Rewrite all of the entries below, changing each occurrence of "gravel ground" to "loose gravel" and keeping everything else identical. Omit the pictures.

Location identification entries
=====

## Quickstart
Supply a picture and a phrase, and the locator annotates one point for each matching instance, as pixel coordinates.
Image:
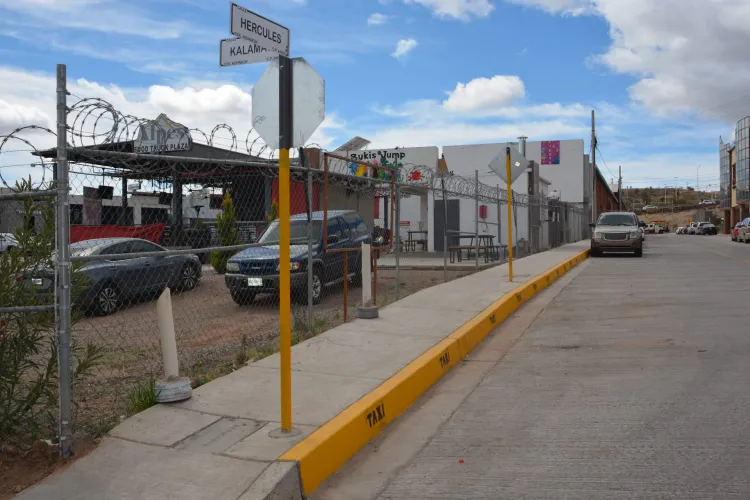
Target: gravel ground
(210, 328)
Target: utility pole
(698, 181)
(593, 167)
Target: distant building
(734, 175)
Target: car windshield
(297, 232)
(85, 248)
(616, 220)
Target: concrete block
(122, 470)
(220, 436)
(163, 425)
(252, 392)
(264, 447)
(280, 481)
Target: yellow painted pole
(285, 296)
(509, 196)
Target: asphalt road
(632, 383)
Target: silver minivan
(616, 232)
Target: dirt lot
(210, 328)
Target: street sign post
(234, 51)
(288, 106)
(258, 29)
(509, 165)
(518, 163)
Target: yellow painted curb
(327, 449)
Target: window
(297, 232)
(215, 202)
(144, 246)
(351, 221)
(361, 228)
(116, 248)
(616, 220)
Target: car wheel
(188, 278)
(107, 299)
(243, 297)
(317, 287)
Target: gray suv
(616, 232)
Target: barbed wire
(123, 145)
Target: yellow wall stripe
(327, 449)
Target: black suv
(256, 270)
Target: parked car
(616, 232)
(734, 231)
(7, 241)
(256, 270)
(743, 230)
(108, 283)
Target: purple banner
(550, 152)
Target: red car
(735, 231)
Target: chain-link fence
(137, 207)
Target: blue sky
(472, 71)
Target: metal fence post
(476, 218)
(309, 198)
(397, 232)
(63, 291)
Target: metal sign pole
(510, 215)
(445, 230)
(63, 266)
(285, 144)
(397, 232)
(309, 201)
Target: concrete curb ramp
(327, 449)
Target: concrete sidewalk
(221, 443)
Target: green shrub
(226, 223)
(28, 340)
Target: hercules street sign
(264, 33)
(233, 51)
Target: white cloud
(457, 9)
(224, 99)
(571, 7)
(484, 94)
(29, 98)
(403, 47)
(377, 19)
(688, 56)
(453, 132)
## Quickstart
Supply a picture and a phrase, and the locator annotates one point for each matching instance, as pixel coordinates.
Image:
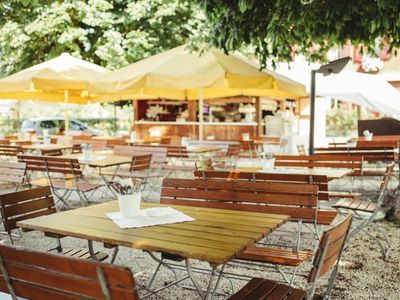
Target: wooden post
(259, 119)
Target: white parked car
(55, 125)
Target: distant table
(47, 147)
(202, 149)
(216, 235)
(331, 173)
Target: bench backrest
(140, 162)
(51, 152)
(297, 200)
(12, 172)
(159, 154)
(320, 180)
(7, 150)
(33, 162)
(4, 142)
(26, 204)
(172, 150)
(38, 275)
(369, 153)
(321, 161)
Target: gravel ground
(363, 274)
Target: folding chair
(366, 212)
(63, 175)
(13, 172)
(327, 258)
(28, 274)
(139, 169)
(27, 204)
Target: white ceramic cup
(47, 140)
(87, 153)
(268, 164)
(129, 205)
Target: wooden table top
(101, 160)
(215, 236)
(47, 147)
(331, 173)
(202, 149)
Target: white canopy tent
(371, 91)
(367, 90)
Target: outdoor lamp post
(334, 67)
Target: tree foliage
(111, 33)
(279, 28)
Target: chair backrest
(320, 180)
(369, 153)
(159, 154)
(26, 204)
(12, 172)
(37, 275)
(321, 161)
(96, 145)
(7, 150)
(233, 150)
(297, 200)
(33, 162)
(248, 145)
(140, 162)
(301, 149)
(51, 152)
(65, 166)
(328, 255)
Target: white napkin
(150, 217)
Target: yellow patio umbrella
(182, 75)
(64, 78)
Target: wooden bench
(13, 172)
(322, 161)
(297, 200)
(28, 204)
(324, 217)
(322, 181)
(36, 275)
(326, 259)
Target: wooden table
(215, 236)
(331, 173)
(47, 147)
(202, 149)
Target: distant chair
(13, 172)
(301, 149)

=====

* **TASK RESPONSE**:
## Quickstart
Supply a picture and a phrase, and the locator annotates one point for each matching instance, as pixel coordinates.
Image:
Target: loose gravel
(210, 328)
Target: utility pole
(698, 181)
(593, 167)
Target: distant building
(734, 175)
Target: car windshield
(297, 232)
(85, 248)
(616, 220)
Target: concrete block
(122, 470)
(220, 436)
(163, 425)
(252, 392)
(264, 447)
(280, 481)
Target: yellow painted pole
(285, 296)
(509, 196)
Target: asphalt road
(632, 383)
Target: silver minivan
(616, 232)
Target: dirt lot
(210, 328)
Target: street sign post
(234, 51)
(288, 106)
(258, 29)
(509, 165)
(518, 163)
Target: yellow painted curb
(327, 449)
Target: window
(297, 232)
(215, 202)
(144, 246)
(351, 221)
(361, 228)
(116, 248)
(616, 220)
Target: car wheel
(188, 278)
(107, 299)
(243, 297)
(317, 287)
Target: gray suv
(616, 232)
Target: barbed wire
(123, 145)
Target: yellow wall stripe
(327, 449)
Target: black suv
(256, 270)
Target: parked car
(616, 232)
(734, 231)
(7, 241)
(256, 270)
(743, 230)
(108, 283)
Target: purple banner
(550, 152)
Target: red car
(735, 231)
Target: chain-link fence
(137, 207)
Target: blue sky
(472, 71)
Target: metal fence post
(476, 218)
(309, 198)
(397, 232)
(63, 291)
Target: metal sign pole
(510, 215)
(445, 230)
(63, 266)
(285, 144)
(397, 232)
(309, 201)
Target: concrete curb ramp
(327, 449)
Target: concrete sidewalk
(221, 443)
Target: green shrub
(226, 223)
(28, 340)
Target: hercules street sign
(264, 33)
(233, 51)
Target: white cloud
(457, 9)
(224, 99)
(571, 7)
(484, 94)
(29, 98)
(403, 47)
(377, 19)
(688, 56)
(453, 132)
## Quickstart
Supply a picture and a phrase, and the locator annotates one point for each matching instance, as pixel coordinates.
Image:
Target: wooden post
(259, 119)
Target: white parked car
(55, 125)
Target: distant table
(47, 147)
(202, 149)
(216, 235)
(331, 173)
Target: bench backrest
(140, 162)
(51, 152)
(297, 200)
(12, 172)
(159, 154)
(320, 180)
(7, 150)
(33, 162)
(4, 142)
(26, 204)
(172, 150)
(38, 275)
(369, 153)
(321, 161)
Target: loose gravel
(363, 274)
Target: folding chair
(366, 212)
(63, 175)
(13, 172)
(327, 258)
(28, 274)
(139, 169)
(27, 204)
Target: white ceramic cup
(47, 140)
(87, 153)
(268, 164)
(129, 205)
Target: wooden table top
(101, 160)
(215, 236)
(47, 147)
(331, 173)
(202, 149)
Target: white canopy tent
(371, 91)
(367, 90)
Target: outdoor lamp post
(334, 67)
Target: tree foliage
(111, 33)
(279, 28)
Target: chair backrest
(320, 180)
(369, 153)
(159, 154)
(26, 204)
(12, 172)
(37, 275)
(321, 161)
(96, 145)
(7, 150)
(233, 150)
(297, 200)
(33, 162)
(248, 145)
(140, 162)
(301, 149)
(51, 152)
(65, 166)
(328, 255)
Target: white napkin
(150, 217)
Target: yellow patio umbrella
(182, 75)
(64, 78)
Target: wooden bench
(13, 172)
(322, 161)
(297, 200)
(28, 204)
(324, 217)
(322, 181)
(36, 275)
(326, 259)
Target: wooden table
(215, 236)
(331, 173)
(47, 147)
(202, 149)
Target: distant chair
(13, 172)
(301, 149)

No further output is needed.